EXERCISE BRIEF. The expected answer is all of the entries, written out exactly.

-- DATA EXCERPTS follows --

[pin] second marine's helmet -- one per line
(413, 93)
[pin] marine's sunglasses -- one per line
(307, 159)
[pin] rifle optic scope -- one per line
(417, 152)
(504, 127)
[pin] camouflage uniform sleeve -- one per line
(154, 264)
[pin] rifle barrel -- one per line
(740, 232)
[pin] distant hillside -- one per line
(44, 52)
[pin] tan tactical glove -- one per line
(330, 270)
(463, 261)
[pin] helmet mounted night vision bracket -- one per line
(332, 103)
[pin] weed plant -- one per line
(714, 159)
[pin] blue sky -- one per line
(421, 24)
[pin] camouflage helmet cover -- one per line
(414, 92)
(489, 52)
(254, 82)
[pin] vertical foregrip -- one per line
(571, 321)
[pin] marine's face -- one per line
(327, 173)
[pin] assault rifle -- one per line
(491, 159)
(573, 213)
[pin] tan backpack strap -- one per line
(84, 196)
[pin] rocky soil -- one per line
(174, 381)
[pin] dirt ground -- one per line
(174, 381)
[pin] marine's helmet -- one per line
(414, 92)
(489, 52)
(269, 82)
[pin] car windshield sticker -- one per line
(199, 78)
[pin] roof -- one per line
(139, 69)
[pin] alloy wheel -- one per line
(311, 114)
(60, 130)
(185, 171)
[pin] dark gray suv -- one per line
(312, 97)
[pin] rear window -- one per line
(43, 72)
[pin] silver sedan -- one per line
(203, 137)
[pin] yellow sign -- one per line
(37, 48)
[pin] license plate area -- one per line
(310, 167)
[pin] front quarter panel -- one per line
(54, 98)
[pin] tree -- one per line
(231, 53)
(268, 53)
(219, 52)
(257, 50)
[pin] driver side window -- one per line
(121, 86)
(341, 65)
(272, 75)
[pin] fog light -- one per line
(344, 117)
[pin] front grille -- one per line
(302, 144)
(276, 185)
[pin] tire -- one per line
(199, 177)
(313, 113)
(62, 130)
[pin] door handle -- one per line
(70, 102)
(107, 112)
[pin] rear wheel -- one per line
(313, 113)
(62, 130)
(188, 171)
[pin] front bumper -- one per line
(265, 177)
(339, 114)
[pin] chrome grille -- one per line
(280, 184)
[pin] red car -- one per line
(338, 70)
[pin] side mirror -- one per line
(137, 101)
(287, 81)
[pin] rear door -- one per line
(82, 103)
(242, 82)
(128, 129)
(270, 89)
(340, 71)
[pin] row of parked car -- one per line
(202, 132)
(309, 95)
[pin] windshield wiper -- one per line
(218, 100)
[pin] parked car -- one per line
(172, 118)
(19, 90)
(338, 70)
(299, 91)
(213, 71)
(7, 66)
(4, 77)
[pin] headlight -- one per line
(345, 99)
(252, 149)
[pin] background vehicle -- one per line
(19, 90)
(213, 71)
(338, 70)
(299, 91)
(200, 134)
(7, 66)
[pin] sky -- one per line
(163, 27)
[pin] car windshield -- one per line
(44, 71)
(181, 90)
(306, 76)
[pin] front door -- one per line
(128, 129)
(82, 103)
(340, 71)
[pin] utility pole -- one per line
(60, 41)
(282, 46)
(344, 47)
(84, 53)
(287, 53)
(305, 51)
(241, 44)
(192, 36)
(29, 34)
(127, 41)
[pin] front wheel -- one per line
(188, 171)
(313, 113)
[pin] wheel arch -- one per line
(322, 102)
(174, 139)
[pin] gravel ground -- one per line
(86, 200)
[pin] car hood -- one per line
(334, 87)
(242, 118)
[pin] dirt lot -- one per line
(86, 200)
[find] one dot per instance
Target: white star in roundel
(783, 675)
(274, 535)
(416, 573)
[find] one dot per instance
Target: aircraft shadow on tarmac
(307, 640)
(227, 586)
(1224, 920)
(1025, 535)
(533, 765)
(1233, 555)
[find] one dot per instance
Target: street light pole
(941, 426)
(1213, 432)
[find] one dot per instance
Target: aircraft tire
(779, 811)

-- DATA EXCERPTS concluded --

WRITTEN REPLY.
[pin] second marine's helmet -- one per line
(413, 93)
[pin] marine's sunglasses -- one per line
(307, 159)
[pin] rifle optic scope -- one per line
(417, 152)
(504, 127)
[pin] camouflage uniform sleeve -- one per line
(154, 264)
[pin] rifle barrel -- one per line
(740, 232)
[pin] distant hillside -- one per line
(44, 52)
[pin] tan tactical glove -- one per line
(330, 270)
(463, 261)
[pin] helmet mounted night vision bracket -- one per line
(332, 103)
[pin] weed plant -- one per line
(714, 159)
[pin] blue sky -- one per line
(421, 24)
[pin] camouflage helmet cover -- one per line
(414, 92)
(489, 52)
(254, 82)
[pin] vertical foregrip -- one per line
(571, 321)
[pin] marine's face -- one per line
(327, 173)
[pin] assault rifle -- one per line
(491, 159)
(573, 213)
[pin] tan backpack strap -- one per line
(84, 196)
[pin] rocky soil -- one per line
(174, 381)
[pin] dirt ground -- one per line
(174, 381)
[pin] marine's helmet -- one per line
(414, 92)
(489, 52)
(269, 82)
[pin] car windshield sticker -- one per line
(199, 78)
[pin] roof -- one per line
(139, 69)
[pin] alloy wheel -- one per line
(311, 114)
(60, 130)
(185, 171)
[pin] dark gray suv -- one per line
(312, 97)
[pin] rear window -- one per line
(43, 72)
[pin] silver sedan -- one per line
(203, 137)
[pin] yellow sign -- one per line
(37, 48)
[pin] license plate area -- one per line
(310, 167)
[pin] front quarter panel -- one per line
(54, 98)
[pin] tree -- one per line
(231, 53)
(268, 53)
(219, 52)
(257, 50)
[pin] driver side window -- one per line
(121, 86)
(341, 65)
(272, 75)
[pin] fog light -- one per line
(344, 117)
[pin] front grille -- one per line
(302, 144)
(276, 185)
[pin] tire -- one per line
(199, 177)
(313, 113)
(62, 130)
[pin] door handle -- one per line
(70, 102)
(107, 112)
[pin] rear wheel -- one per line
(313, 113)
(62, 130)
(188, 171)
[pin] front bumper -- one per line
(265, 177)
(339, 114)
[pin] chrome grille -- one per line
(280, 184)
[pin] red car -- one per line
(338, 70)
[pin] side mirror -- one per line
(137, 101)
(287, 81)
[pin] rear door -- one per line
(82, 103)
(242, 82)
(128, 129)
(270, 89)
(340, 71)
[pin] row of parked car -- one per line
(202, 132)
(309, 95)
[pin] windshield wiper -- one per line
(218, 100)
[pin] parked car -- one per line
(172, 118)
(19, 90)
(338, 70)
(299, 91)
(213, 71)
(7, 66)
(4, 77)
[pin] headlight -- one per line
(345, 99)
(252, 149)
[pin] background vehicle -- one per line
(19, 90)
(213, 71)
(338, 70)
(299, 91)
(200, 134)
(7, 66)
[pin] sky -- one per line
(163, 27)
[pin] car windshield -- one per line
(44, 71)
(181, 90)
(306, 76)
[pin] front door -- one per line
(128, 129)
(82, 103)
(340, 71)
[pin] utility pole -- one per line
(60, 41)
(282, 46)
(344, 47)
(84, 53)
(287, 53)
(305, 51)
(241, 44)
(192, 36)
(29, 34)
(127, 41)
[pin] front wheel -- one per line
(188, 171)
(313, 113)
[pin] wheel arch -- one per line
(322, 102)
(174, 139)
[pin] gravel ground -- one per line
(86, 200)
[pin] car hood -- one per line
(334, 87)
(242, 118)
[pin] dirt lot -- one per line
(86, 200)
[find] one dot per instance
Target: white star in roundel
(783, 675)
(274, 535)
(416, 573)
[find] one dot per instance
Target: aircraft shadow on tarmac
(307, 640)
(227, 586)
(1224, 920)
(1025, 535)
(533, 765)
(1233, 555)
[find] one dot per instance
Target: street light pole
(941, 426)
(1213, 432)
[find] one dot per instance
Target: aircraft tire
(779, 811)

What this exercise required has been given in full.